Retype each of the entries below word for word, changing nothing.

Start RECORDED INFORMATION

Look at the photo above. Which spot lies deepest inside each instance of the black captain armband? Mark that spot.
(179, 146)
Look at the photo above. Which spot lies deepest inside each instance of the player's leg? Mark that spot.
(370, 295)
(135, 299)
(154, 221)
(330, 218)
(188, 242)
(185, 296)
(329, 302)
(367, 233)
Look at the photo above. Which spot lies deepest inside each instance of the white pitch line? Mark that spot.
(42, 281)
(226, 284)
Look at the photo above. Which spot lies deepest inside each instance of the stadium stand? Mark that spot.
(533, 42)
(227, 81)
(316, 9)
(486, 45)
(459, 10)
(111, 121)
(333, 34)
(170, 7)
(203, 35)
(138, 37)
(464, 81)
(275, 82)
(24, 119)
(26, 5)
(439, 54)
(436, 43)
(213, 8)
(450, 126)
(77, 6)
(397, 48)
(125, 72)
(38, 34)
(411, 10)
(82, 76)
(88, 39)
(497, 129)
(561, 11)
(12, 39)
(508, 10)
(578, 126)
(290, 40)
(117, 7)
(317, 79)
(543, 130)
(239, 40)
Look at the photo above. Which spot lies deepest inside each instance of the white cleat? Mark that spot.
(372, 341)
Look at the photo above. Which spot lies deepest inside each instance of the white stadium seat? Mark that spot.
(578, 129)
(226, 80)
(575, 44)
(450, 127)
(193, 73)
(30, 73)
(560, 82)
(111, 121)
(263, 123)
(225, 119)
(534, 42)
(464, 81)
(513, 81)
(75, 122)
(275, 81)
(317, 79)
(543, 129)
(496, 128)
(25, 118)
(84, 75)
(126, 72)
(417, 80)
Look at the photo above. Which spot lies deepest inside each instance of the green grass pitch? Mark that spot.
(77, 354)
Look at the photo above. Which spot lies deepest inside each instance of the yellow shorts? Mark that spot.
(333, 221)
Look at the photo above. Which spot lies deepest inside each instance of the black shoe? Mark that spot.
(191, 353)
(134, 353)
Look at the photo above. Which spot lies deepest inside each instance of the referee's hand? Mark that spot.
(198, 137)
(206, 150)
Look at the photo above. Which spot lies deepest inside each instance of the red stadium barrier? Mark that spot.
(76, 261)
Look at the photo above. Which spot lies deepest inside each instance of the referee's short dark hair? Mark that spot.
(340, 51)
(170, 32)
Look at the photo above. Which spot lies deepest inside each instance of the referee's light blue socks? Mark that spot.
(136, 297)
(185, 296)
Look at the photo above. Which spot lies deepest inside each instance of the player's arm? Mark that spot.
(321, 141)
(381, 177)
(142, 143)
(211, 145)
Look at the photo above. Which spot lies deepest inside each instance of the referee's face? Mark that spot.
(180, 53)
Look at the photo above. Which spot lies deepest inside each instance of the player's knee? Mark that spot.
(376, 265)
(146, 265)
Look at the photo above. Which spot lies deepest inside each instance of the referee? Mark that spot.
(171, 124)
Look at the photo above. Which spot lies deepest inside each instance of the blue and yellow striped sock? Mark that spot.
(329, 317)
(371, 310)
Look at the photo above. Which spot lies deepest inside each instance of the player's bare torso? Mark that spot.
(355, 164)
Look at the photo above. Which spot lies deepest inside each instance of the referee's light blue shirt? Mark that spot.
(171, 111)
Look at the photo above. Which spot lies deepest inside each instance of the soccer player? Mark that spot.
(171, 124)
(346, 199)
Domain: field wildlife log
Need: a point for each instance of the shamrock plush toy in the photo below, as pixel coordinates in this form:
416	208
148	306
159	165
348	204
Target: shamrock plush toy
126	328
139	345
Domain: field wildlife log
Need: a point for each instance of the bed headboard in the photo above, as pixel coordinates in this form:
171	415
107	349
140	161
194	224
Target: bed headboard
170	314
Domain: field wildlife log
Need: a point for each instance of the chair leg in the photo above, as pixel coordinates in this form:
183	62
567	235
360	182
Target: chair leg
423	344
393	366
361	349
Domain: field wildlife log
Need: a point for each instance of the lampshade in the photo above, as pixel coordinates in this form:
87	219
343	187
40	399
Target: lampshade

End RECORDED INFORMATION

SOLUTION TO THIS TASK
Look at the photo above. Which spot lies deepest inside each instance of the black captain armband? Mark that spot.
(179, 146)
Look at the photo above. Which spot lies deepest inside each instance of the player's leg? Mark that spot.
(370, 295)
(135, 299)
(154, 221)
(330, 218)
(188, 242)
(185, 296)
(329, 302)
(367, 233)
Look at the photo above. Which spot lies deepest inside each instance of the white pitch line? Mark that spot.
(42, 281)
(226, 284)
Look at the photo above. Which spot lies deepest inside each instance of the stadium stand? Mark that spot.
(533, 42)
(227, 81)
(316, 9)
(486, 45)
(459, 10)
(111, 121)
(333, 34)
(170, 7)
(203, 35)
(138, 37)
(464, 81)
(275, 82)
(24, 119)
(26, 5)
(439, 54)
(436, 43)
(213, 8)
(450, 126)
(77, 6)
(397, 48)
(125, 72)
(38, 34)
(411, 10)
(82, 76)
(88, 39)
(497, 129)
(561, 11)
(12, 39)
(508, 10)
(578, 126)
(290, 40)
(117, 7)
(317, 79)
(543, 130)
(239, 40)
Look at the photo above. Which spot lies deepest inside each instance of the white cleat? Mark that spot.
(372, 341)
Look at the photo above. Which spot lies deepest inside each instance of the white stadium seat? Mark that spot.
(578, 129)
(226, 80)
(575, 44)
(450, 127)
(193, 73)
(30, 73)
(560, 82)
(111, 121)
(263, 123)
(225, 119)
(534, 42)
(464, 81)
(513, 81)
(75, 122)
(275, 81)
(317, 79)
(543, 129)
(496, 128)
(25, 118)
(84, 75)
(126, 72)
(417, 80)
Look at the photo above. Which spot lies deepest inside each instance of the green grass pitch? Mark that spot.
(77, 354)
Look at the photo above. Which spot lies deepest inside each instance of the yellow shorts? Mark that spot.
(333, 221)
Look at the photo above. Which spot lies deepest inside each instance of the black shoe? Mark that spot.
(191, 353)
(134, 353)
Look at the photo above. Which spot lies deepest inside each instance of the referee's hand? Mark that spot.
(198, 137)
(206, 150)
Look at the photo above. Which spot lies deepest inside each instance of the red stadium barrier? Mark that spot.
(76, 261)
Look at the photo above. Which spot lies deepest inside each instance of the referee's short dark hair? Mark that spot.
(340, 51)
(170, 32)
Look at the photo above. Which spot lies deepest inside each instance of the referee's light blue socks? Mark that spot.
(136, 297)
(185, 296)
Look at the photo above. Which spot lies deepest inside each instance of the player's arm? Mark that spot.
(321, 141)
(381, 177)
(142, 143)
(211, 145)
Look at the photo above. Which spot lies deepest inside each instance of the referee's face? Mark that spot.
(180, 53)
Look at the photo above. Which spot lies deepest inside each instance of the player's knee? Mark that spot.
(376, 265)
(146, 265)
Look at the photo above. Which spot lies deepest inside each instance of the referee? Mark that spot.
(171, 124)
Look at the photo above. Which spot lies deepest inside each instance of the blue and yellow striped sock? Mark that spot.
(329, 317)
(371, 310)
Look at the photo above. Which spot lies deepest inside each instance of the player's bare torso? Mark that spot.
(355, 164)
Look at the photo above. Which spot lies deepest inside each instance of the referee's light blue shirt? Mark that spot.
(171, 111)
Look at the photo above. Which spot lies deepest inside each instance of the soccer player? Mark that spot.
(171, 124)
(346, 199)
Domain: field wildlife log
Need: a point for each instance of the shamrock plush toy in the photo below, as pixel coordinates in this form:
416	208
148	306
159	165
348	204
Target: shamrock plush toy
126	328
139	345
Domain: field wildlife log
Need: a point for each instance of the bed headboard in the photo above, as pixel coordinates in this form:
171	415
107	349
140	161
194	224
Target: bed headboard
170	314
Domain: field wildlife log
Need: a point for each instance of the chair leg in the photo above, as pixel coordinates in this form:
183	62
567	235
360	182
Target: chair leg
423	344
393	366
361	349
Domain: field wildlife log
Need: a point for each instance of the lampshade in the photo above, as pixel coordinates in this form:
87	219
343	187
40	399
Target: lampshade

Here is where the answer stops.